• DIRECTIONS
List every line in the data below that contains the word "shirt". Matching is case-sensitive.

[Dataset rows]
- - -

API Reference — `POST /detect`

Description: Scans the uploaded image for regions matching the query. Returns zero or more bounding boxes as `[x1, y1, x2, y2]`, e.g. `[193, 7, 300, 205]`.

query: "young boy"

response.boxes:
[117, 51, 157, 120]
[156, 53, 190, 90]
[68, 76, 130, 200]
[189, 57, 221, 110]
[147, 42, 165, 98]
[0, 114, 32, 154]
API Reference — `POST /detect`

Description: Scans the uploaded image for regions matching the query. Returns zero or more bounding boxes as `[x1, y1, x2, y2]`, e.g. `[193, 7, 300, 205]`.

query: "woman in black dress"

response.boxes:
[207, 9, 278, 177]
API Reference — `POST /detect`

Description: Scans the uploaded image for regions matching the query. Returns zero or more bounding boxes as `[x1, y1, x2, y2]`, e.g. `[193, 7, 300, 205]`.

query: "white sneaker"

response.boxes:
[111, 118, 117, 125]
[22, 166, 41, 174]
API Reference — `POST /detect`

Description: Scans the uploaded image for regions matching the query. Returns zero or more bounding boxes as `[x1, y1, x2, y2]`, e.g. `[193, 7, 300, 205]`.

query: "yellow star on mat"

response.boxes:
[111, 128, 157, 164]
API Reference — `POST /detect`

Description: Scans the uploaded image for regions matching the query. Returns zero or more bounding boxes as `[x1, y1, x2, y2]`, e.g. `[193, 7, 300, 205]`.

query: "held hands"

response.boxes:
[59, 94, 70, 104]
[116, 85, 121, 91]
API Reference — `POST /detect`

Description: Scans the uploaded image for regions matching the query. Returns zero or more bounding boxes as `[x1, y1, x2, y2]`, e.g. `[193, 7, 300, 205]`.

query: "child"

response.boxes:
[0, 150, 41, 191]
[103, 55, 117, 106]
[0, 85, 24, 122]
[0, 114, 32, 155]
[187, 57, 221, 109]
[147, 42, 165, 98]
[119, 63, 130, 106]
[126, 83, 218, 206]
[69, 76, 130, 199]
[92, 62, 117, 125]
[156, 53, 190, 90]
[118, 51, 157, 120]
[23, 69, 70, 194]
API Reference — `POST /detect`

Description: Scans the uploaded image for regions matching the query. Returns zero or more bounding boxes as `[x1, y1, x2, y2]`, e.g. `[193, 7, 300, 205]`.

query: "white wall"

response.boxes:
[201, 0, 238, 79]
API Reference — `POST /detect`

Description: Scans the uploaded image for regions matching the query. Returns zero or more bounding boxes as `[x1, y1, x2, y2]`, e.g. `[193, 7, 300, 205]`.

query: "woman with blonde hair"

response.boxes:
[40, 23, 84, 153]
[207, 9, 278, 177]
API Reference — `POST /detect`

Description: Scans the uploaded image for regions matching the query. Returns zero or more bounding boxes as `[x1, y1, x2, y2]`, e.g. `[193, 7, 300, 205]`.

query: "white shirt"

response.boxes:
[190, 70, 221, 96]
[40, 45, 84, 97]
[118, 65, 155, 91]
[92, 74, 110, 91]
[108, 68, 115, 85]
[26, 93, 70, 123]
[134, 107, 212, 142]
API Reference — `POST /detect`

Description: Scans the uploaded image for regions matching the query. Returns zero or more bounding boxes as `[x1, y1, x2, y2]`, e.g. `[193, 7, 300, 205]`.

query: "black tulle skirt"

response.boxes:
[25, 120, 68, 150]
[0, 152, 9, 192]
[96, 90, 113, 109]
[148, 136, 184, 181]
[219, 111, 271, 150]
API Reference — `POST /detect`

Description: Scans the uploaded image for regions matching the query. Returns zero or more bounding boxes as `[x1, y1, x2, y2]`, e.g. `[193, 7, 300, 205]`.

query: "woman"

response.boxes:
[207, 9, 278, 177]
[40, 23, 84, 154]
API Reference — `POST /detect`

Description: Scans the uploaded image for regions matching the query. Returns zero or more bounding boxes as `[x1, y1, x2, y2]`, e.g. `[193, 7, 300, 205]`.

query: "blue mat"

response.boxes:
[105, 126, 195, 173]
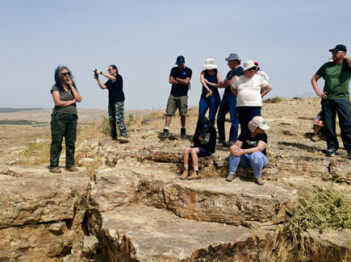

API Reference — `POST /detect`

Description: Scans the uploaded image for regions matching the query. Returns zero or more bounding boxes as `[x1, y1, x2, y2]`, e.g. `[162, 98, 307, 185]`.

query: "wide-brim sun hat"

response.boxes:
[247, 116, 269, 133]
[243, 60, 256, 71]
[202, 58, 217, 70]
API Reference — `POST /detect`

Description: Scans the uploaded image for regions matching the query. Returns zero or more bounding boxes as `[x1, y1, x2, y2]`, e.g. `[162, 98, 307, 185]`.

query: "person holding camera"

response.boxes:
[94, 65, 128, 142]
[50, 66, 82, 173]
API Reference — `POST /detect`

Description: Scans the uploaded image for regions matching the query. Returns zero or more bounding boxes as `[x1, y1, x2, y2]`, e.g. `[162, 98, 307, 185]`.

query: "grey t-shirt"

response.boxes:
[50, 85, 77, 115]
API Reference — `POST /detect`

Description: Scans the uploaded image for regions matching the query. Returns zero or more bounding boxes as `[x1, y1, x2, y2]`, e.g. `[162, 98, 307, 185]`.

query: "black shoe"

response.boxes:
[161, 129, 169, 138]
[180, 127, 186, 137]
[325, 147, 336, 157]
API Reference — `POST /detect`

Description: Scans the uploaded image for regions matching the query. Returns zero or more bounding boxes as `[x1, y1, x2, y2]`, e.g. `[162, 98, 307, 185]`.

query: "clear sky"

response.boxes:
[0, 0, 351, 109]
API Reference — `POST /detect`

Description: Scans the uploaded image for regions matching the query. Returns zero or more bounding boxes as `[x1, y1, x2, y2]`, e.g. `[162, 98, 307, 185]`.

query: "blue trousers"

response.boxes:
[322, 99, 351, 152]
[228, 152, 268, 177]
[217, 95, 239, 142]
[237, 106, 262, 132]
[199, 93, 221, 125]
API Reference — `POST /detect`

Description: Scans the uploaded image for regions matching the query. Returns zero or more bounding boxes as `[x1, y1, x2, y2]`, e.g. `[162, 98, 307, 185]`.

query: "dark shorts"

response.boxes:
[191, 146, 209, 157]
[166, 95, 188, 116]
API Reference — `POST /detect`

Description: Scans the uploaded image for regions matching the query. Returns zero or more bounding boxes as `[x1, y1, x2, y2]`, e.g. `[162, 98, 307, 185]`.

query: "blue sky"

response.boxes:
[0, 0, 351, 109]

- - -

• SOLVED PROBLEM
query: "white shirt"
query: "grey t-shirt"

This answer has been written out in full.